Records from a data source

======

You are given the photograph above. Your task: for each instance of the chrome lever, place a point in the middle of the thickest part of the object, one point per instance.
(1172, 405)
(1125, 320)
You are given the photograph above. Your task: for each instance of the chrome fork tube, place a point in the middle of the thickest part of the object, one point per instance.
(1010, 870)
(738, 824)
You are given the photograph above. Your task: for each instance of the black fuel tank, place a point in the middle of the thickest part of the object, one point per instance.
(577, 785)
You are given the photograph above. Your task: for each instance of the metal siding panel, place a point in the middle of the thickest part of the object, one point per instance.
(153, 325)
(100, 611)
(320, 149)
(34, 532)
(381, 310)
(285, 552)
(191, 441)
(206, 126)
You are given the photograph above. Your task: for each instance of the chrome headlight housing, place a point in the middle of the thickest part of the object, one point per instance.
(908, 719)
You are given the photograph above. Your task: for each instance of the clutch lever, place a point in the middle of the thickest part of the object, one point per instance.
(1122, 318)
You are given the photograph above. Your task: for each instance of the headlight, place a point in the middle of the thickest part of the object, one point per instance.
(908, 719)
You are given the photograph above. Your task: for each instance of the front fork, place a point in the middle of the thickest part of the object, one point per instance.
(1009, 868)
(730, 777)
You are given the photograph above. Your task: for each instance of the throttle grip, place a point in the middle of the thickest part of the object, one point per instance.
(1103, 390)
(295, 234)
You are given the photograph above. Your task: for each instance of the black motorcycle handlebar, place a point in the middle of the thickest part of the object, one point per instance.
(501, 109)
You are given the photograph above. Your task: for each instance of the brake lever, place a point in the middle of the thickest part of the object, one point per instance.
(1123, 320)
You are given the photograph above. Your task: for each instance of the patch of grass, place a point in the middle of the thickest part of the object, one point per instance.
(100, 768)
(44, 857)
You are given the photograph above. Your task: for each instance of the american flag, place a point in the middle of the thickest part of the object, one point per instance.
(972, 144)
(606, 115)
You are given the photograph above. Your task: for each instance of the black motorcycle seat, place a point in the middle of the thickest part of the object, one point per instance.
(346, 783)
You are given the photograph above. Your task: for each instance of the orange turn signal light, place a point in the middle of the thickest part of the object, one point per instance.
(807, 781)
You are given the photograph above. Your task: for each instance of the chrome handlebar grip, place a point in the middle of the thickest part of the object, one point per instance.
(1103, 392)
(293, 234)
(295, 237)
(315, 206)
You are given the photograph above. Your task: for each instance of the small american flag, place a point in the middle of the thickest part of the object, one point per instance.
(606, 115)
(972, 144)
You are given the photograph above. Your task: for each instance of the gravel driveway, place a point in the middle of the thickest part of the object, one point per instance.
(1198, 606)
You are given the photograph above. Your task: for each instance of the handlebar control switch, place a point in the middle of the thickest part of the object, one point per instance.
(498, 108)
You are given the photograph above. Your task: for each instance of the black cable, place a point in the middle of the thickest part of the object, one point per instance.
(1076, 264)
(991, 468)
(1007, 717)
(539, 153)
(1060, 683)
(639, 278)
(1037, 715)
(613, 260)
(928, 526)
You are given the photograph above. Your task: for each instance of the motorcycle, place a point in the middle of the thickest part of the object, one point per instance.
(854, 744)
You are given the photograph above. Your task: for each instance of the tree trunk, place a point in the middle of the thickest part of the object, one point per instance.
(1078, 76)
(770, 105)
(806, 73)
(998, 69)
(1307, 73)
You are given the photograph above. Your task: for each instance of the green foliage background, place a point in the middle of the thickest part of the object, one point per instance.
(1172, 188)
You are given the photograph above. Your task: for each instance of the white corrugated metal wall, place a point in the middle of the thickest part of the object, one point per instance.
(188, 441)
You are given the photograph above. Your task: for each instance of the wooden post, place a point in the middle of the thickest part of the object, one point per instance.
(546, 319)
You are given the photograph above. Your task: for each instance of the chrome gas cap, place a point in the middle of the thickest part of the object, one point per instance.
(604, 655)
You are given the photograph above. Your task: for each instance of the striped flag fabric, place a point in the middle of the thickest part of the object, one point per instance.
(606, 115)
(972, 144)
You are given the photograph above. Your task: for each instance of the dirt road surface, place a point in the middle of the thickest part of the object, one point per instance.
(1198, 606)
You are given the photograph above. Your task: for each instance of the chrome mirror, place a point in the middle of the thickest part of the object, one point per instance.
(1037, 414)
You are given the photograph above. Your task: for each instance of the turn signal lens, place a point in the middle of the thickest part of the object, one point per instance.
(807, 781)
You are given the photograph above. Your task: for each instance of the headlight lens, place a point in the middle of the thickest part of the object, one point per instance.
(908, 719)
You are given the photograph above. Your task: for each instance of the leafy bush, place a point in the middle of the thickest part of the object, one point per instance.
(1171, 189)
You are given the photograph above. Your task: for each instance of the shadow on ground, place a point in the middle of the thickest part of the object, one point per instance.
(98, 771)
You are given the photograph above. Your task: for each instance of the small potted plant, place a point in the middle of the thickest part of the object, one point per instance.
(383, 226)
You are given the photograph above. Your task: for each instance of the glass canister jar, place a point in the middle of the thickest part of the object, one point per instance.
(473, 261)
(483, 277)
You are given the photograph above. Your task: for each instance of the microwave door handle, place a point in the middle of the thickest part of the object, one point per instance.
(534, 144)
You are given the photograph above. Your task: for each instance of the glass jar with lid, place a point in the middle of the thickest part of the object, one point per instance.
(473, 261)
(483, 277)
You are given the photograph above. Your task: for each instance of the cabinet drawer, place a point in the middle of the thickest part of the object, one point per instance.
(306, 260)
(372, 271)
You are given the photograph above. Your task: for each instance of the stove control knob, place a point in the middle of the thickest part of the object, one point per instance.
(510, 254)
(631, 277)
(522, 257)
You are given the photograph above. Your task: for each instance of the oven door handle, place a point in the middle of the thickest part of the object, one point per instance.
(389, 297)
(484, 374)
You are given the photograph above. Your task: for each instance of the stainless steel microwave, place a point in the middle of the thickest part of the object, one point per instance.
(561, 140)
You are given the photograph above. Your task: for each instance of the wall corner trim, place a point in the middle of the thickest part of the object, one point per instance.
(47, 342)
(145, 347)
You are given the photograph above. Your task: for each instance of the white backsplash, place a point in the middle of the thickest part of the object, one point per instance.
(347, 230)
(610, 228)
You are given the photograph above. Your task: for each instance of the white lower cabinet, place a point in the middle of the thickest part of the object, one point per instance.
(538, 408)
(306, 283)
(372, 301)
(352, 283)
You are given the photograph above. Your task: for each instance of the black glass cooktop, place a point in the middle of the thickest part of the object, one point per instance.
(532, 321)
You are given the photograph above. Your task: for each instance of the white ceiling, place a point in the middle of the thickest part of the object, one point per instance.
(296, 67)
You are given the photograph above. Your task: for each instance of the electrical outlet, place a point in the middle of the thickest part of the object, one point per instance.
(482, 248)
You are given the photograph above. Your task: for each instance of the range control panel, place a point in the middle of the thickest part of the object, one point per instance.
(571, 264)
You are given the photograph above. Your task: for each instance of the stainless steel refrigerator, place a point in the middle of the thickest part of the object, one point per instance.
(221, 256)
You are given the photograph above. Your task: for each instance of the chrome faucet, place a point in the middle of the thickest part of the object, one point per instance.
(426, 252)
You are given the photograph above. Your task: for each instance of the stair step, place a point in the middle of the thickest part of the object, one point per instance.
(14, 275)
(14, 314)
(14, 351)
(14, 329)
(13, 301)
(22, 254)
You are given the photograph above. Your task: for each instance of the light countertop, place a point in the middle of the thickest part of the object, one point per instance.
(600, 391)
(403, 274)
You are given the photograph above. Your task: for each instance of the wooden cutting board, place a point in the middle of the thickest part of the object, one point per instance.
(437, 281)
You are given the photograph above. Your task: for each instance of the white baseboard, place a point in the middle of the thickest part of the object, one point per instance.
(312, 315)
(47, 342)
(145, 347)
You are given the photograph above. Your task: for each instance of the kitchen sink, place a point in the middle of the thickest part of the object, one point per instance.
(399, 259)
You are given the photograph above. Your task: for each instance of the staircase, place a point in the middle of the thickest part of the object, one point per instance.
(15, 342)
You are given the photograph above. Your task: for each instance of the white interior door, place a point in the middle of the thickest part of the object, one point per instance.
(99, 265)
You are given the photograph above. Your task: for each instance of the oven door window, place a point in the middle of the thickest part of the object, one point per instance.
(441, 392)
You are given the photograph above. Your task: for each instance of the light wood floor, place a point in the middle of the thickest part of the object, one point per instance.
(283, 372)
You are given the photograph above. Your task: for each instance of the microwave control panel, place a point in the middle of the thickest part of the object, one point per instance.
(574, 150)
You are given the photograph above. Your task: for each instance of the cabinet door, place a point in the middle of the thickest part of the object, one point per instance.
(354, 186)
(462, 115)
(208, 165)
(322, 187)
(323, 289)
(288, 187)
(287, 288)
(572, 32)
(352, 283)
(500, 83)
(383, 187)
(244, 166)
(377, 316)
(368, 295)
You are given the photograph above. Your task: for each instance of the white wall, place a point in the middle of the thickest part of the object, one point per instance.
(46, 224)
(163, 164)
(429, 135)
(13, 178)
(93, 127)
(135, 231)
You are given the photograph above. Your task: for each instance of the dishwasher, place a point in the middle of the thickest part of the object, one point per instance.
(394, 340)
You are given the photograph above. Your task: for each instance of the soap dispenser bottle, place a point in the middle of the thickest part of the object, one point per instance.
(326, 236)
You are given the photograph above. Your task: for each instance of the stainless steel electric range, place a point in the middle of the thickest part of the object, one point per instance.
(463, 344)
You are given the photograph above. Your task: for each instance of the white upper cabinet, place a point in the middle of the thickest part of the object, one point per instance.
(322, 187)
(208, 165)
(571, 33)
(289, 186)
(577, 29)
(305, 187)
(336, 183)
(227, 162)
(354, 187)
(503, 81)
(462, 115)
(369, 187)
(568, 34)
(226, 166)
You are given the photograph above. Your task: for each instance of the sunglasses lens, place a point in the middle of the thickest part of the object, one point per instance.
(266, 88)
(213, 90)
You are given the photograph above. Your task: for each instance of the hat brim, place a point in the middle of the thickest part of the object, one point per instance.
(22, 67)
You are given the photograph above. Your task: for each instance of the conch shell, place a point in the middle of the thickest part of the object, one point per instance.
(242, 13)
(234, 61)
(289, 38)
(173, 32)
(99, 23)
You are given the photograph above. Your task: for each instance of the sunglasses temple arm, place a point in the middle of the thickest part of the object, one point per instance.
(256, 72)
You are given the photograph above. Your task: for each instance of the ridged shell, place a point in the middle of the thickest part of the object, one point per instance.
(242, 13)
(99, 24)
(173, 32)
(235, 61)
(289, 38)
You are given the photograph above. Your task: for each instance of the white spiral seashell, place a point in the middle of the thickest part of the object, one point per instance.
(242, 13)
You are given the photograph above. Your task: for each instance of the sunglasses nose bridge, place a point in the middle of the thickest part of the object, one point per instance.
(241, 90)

======

Every line from the one that holds "the sunglasses nose" to the end of the data above should be given again exactly, with that line and the last one both kept.

You are given the photograph above. Your task: for each instance of the sunglasses nose bridge, place a point in the middle of the thickest part of the object, one point per instance.
(241, 90)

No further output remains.